### Given exercise 1
In the passage about letters and Polaroids sent to Kaufman, where does Sheryll "Brickhouse" Holzapfel work?
### Given exercise 2
Pick up the passage about letters and Polaroids sent to Kaufman after its last sentence and keep writing.

Comprised of letters and Polaroids, and sent from everyone from Midwestern housewives to an 11 year-old girl, the responses demonstrate the range of emotions elicited by Kaufman’s provoking style of comedy. One woman, Sheryll “Brickhouse” Holzapfel, addresses the comedian as “Dear Turkey Kaufman” and writes that when her male co-workers at the shipyard where she works “get fresh” she hits them “with my fifty-pound tool box.” “Mrs. Donna (The Bruiser)” from Hibbing, Minn., calls Kaufman a “scrawny little stick man” and says she can “whip you in nothing flat.” Yet another woman sent a headshot and a cheesecake picture of herself standing beside a convertible in a bikini.

### Raw data
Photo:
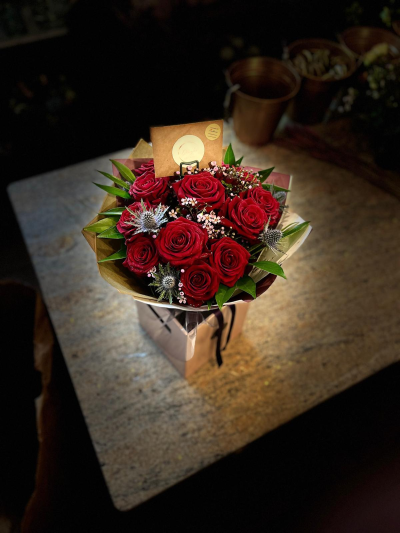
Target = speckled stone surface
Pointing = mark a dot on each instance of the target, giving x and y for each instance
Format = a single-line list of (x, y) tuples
[(333, 323)]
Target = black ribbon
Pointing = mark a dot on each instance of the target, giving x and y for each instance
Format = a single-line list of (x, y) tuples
[(220, 317)]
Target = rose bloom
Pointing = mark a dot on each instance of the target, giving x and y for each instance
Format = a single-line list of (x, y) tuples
[(148, 187), (229, 259), (246, 217), (126, 216), (265, 199), (141, 254), (181, 242), (200, 283), (204, 187), (146, 167)]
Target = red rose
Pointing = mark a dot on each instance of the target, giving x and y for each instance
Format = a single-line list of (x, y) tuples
[(204, 187), (229, 259), (148, 187), (141, 254), (146, 167), (265, 199), (246, 217), (181, 242), (200, 283), (126, 216)]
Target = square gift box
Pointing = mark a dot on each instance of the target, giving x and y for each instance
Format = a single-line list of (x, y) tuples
[(186, 347)]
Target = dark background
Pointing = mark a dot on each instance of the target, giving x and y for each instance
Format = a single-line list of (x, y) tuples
[(125, 65)]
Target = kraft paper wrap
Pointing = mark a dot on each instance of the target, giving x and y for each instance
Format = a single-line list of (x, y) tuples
[(126, 282)]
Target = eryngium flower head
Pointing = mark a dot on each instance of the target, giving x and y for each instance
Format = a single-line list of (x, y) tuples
[(149, 219), (166, 282), (271, 238)]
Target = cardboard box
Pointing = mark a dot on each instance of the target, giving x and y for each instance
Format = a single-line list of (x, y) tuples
[(189, 349)]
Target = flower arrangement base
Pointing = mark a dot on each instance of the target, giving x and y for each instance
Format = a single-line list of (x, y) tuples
[(189, 349)]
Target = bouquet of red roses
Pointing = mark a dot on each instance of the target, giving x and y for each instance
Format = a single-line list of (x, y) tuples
[(199, 238)]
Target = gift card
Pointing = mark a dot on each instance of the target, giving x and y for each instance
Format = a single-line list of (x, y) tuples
[(186, 143)]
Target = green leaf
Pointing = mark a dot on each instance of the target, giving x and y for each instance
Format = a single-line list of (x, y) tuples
[(115, 211), (119, 182), (247, 284), (264, 174), (269, 266), (294, 229), (267, 186), (114, 191), (229, 158), (125, 172), (223, 294), (121, 254), (100, 225), (111, 233)]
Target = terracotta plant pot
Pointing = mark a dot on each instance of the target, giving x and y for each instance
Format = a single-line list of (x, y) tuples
[(265, 87), (360, 39), (316, 94)]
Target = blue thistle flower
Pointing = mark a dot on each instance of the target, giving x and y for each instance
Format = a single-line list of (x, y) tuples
[(149, 219)]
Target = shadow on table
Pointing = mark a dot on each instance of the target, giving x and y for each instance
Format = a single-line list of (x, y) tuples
[(335, 468)]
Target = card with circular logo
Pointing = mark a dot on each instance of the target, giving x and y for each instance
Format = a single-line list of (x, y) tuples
[(173, 145)]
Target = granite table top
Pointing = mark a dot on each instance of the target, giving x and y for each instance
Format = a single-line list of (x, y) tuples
[(334, 322)]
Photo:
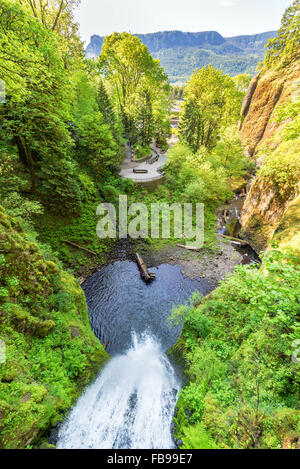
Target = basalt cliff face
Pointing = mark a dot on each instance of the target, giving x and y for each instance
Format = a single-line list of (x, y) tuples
[(265, 213)]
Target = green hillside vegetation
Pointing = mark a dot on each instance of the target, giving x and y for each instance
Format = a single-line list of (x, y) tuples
[(238, 343), (63, 129)]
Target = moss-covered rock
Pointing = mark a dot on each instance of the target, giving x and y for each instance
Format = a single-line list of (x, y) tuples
[(47, 363)]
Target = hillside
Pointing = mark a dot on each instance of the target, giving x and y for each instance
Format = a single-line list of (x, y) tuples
[(271, 93), (180, 53)]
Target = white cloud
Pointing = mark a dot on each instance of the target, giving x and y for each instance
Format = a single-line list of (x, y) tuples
[(227, 3)]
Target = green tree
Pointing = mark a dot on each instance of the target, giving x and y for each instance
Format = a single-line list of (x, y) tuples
[(130, 69), (212, 102), (97, 148)]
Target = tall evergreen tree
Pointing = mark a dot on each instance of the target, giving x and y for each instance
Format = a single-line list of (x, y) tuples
[(105, 105)]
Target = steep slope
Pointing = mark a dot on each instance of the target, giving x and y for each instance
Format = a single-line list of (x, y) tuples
[(181, 52), (276, 186), (49, 352)]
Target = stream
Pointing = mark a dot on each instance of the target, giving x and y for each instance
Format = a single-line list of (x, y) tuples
[(131, 403)]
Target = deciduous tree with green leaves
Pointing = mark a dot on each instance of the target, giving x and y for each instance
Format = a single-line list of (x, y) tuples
[(212, 102)]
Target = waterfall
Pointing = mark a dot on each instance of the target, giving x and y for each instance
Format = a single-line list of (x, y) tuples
[(129, 406)]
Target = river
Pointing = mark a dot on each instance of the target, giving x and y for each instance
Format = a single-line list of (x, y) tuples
[(131, 403)]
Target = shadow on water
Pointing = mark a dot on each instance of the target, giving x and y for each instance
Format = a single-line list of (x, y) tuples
[(121, 303)]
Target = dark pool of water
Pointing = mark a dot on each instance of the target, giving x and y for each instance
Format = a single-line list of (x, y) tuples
[(121, 303)]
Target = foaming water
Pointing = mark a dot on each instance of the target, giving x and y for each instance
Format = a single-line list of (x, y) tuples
[(130, 405)]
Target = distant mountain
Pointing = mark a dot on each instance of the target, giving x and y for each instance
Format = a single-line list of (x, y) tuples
[(180, 53)]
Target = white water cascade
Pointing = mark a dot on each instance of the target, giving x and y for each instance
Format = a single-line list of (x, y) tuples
[(129, 406)]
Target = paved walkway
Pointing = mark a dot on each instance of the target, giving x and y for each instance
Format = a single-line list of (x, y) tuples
[(153, 169)]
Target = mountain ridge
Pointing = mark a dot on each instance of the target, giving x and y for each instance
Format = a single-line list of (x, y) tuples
[(181, 52)]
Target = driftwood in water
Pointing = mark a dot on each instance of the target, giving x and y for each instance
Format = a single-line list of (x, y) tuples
[(140, 171), (145, 274), (80, 247), (189, 248), (234, 240)]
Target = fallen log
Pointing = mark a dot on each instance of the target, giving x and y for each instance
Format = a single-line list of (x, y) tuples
[(234, 240), (140, 171), (80, 247), (145, 274), (189, 248)]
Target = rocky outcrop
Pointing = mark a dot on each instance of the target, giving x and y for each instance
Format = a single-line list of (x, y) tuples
[(265, 205), (267, 91)]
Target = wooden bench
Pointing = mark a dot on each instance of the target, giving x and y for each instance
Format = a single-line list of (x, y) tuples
[(140, 171)]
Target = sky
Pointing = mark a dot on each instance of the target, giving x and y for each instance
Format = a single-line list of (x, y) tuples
[(228, 17)]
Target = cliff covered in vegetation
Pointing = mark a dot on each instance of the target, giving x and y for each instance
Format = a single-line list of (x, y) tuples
[(240, 344), (51, 352)]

### Written answer 1
At a shipyard.

### Written answer 2
Kaufman welcomed the mail, be it fan or hate. “He loved real reactions,” Zmuda said. “That animosity was theater to him.” According to Zmuda, Kaufman used the wrestling stunt as a kind of dating service; he’d ask for a picture, and if someone was attractive, he’d write a letter explaining he didn’t hate women. Kaufman also took the wrestling schtick to college campuses. Zmuda, who acted as the referee, recalled: “You’d have anywhere between 20 to 25 girls go on stage and the crowd would vote on who they wanted Andy to wrestle. Nine times out of 10 the same thing happened. We’d get it down to the last two girls. One would be the biggest, ugliest girl who could possibly beat him. The other would be a sexy knockout that all the guys wanted to see Andy wrestle.”

Zmuda said Kaufman’s fascination with wrestling dated to his Long Island childhood, when his family took him to see matches at Madison Square Garden. “It was always in his head, the wrestling,” Zmuda said. “If you were in a Hollywood diner and there was Marlon Brando in one corner and Haystacks Calhoun in the other, Andy would go, ‘It’s Haystacks.’”

This article was written by Steven Kurutz for The Wall Street Journal Speakeasy. Read full article here.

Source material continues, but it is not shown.